━━━━━ Information provided

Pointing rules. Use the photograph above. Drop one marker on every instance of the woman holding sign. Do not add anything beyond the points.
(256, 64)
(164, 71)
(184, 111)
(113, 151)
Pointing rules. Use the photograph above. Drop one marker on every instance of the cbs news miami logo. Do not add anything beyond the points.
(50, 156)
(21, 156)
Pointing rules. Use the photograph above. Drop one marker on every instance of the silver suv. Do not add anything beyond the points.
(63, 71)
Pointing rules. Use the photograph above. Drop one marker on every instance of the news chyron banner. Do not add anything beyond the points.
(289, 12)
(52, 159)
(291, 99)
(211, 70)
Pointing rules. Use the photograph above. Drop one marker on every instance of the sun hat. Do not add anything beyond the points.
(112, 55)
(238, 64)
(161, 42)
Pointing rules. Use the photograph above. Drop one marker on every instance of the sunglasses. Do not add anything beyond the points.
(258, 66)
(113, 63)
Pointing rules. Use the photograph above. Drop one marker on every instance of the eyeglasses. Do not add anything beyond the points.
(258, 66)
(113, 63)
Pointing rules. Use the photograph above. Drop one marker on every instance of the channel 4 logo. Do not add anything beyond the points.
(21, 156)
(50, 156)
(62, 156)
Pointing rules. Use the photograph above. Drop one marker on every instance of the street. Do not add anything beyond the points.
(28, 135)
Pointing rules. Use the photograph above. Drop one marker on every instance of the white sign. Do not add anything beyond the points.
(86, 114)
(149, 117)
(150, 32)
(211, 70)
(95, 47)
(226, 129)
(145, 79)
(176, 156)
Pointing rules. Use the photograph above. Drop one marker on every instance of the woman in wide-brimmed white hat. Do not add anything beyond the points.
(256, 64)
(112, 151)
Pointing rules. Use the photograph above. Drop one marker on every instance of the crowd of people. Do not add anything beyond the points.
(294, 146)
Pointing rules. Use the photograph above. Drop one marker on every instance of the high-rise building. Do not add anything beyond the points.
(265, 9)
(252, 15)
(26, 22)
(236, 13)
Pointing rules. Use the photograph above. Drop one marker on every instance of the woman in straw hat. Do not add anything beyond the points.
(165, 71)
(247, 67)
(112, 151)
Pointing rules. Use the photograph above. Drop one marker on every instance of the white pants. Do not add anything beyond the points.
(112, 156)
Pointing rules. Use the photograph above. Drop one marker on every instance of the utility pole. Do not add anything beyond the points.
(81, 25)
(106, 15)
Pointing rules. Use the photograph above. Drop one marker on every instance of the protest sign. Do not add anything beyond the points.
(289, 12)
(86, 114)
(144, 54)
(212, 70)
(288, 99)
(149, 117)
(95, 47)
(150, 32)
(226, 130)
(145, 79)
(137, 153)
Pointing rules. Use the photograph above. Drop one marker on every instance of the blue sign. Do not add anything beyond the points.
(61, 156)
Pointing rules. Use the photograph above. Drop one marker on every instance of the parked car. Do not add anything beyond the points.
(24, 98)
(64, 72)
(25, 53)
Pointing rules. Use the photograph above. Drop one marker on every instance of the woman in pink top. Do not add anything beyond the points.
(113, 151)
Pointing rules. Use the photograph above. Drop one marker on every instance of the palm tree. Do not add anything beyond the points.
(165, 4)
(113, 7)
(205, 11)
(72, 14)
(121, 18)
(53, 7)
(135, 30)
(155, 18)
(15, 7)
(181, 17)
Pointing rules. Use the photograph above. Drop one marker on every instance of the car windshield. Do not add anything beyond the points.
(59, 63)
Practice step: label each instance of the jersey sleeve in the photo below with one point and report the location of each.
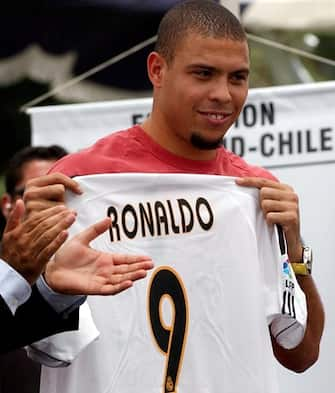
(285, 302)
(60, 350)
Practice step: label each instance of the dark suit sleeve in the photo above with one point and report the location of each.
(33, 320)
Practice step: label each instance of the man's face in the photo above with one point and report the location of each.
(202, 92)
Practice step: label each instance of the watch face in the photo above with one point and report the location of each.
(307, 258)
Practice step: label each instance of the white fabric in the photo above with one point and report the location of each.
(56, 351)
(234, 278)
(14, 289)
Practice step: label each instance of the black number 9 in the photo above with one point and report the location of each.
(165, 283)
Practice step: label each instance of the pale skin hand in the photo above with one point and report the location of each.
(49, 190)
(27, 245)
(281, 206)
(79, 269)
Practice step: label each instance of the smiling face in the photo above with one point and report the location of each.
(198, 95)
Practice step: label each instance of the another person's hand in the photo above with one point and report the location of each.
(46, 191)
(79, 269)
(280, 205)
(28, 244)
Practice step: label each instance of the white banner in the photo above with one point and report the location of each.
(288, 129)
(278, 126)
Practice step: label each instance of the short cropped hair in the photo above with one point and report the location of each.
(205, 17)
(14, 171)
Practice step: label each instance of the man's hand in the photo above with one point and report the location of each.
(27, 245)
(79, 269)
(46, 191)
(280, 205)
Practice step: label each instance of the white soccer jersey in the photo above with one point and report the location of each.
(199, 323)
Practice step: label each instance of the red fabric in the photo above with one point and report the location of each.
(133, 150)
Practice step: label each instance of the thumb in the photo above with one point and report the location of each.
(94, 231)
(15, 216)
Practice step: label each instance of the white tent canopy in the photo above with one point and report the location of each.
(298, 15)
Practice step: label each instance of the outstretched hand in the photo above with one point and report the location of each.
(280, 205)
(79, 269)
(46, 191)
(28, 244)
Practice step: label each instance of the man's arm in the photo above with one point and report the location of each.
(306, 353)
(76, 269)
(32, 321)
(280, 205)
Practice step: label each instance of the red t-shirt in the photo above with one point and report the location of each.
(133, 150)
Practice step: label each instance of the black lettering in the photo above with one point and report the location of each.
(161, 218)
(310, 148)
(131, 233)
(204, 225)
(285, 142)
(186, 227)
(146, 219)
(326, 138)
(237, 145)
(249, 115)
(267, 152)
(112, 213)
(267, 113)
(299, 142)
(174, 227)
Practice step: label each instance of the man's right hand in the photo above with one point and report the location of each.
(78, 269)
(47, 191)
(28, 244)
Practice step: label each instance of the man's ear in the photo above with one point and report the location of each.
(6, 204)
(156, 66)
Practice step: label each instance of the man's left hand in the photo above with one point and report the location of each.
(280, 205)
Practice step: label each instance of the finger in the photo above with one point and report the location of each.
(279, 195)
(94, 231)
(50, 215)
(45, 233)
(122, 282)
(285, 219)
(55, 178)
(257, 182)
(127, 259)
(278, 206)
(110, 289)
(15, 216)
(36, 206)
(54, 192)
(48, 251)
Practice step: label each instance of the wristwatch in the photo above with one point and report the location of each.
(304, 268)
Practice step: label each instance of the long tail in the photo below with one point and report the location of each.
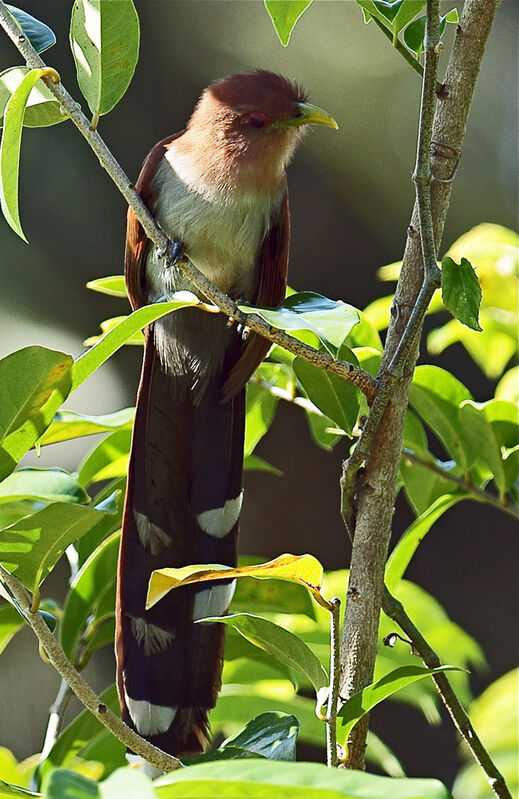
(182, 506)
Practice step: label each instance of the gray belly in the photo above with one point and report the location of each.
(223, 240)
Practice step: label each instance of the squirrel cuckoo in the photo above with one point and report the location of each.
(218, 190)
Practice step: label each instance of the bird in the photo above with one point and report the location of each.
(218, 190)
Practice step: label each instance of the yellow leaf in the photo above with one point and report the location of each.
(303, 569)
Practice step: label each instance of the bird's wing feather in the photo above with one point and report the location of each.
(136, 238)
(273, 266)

━━━━━━━━━━

Instructions to follow: Copy out exactly the lines from the one with "Practice step: label each instance of the man's left" through the end of the listing, both ends included, omitting any picture.

Result for this task:
Practice step: label each instance of the man's left hand in the photo above with one point and report the location of each.
(280, 205)
Practice step: label each instance of the finger in the photo above with one point and report the location of each.
(279, 195)
(94, 231)
(50, 215)
(45, 233)
(122, 282)
(285, 219)
(55, 178)
(257, 182)
(127, 259)
(278, 206)
(110, 289)
(15, 216)
(36, 206)
(54, 192)
(48, 251)
Practice step: label each instance of the wristwatch in the photo above with one point and report the location of each.
(304, 268)
Practice step: label each instance of the long tail in the photo below with one point and report the location of each.
(182, 506)
Practice step: label each instance of the gray belly in the photo above with one point and report the location of each.
(223, 240)
Practice step: label each instance of the squirrel cuckoo in the photo above with one point and report the location of each.
(218, 190)
Practice step: label each instance of the bird in the photo above with one point and report the location of each.
(218, 190)
Practice step: label each instance of the yellow leaf in the photo above with one point and report the location of each.
(303, 569)
Practice step: label each instance of the bird's wing feather in the photo above with one point and report the location of each.
(136, 238)
(273, 266)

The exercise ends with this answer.